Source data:

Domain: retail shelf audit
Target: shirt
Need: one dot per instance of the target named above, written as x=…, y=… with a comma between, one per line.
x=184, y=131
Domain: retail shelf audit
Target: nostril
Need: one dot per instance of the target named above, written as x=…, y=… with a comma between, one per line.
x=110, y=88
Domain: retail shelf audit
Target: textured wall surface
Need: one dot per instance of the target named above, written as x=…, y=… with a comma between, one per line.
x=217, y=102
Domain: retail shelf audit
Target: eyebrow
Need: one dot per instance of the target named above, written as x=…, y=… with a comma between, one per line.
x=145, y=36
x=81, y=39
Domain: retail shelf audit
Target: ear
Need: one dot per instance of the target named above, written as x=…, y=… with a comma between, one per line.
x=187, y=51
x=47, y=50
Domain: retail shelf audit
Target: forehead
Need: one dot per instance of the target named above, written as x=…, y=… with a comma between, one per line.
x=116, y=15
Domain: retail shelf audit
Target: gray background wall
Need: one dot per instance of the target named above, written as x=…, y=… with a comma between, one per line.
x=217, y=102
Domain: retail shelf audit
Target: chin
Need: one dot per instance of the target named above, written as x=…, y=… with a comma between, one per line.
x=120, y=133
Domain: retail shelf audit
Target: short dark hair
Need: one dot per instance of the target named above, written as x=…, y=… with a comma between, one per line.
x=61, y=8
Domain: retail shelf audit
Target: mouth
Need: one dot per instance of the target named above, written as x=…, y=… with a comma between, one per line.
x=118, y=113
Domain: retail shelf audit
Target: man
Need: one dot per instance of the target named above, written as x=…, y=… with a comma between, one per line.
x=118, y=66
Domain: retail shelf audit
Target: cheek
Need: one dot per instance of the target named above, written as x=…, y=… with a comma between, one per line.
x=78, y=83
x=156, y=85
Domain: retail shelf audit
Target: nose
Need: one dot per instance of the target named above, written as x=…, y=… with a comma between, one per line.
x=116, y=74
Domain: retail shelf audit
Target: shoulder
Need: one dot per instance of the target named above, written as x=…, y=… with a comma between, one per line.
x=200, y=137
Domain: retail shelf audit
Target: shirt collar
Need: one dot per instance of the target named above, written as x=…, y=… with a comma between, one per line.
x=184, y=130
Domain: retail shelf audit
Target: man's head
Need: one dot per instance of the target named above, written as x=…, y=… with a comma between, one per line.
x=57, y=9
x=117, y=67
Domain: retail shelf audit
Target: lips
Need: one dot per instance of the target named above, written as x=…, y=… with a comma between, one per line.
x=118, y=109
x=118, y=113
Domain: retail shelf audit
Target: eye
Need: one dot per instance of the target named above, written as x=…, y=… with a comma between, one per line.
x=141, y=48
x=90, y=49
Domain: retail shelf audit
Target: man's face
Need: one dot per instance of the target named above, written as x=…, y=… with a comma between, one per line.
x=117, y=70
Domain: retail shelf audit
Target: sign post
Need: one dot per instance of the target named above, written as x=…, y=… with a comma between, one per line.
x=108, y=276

# Directions for this task:
Can you arrange the data above, from its first line through the line containing "x=184, y=131", as a JSON list of strings with one string per line and any blank lines left out?

# Solution:
[
  "Domain: retail shelf audit",
  "Target: shirt",
  "Need: one dot per instance of the target named above, written as x=…, y=… with a comma between, one per line.",
  "x=184, y=131"
]